Word for word, repeat all the entries below, but without the pictures.
Records for the task START
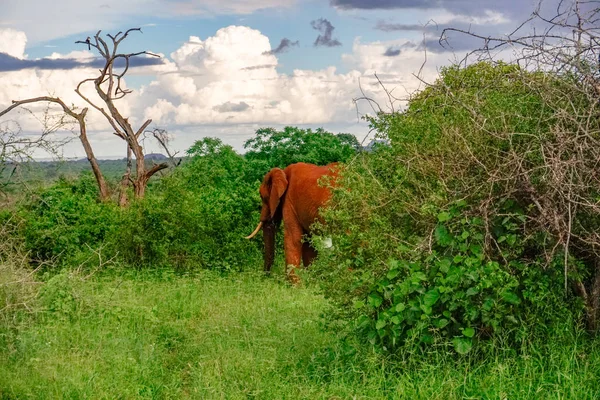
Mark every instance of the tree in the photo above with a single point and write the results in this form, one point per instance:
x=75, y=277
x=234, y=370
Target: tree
x=271, y=148
x=15, y=148
x=564, y=43
x=108, y=87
Records for the task END
**Answer box**
Mark every instance of the tree in the photo above with a single point and write the results in this form, one point per instance:
x=75, y=277
x=234, y=370
Target: tree
x=271, y=148
x=15, y=148
x=564, y=43
x=108, y=87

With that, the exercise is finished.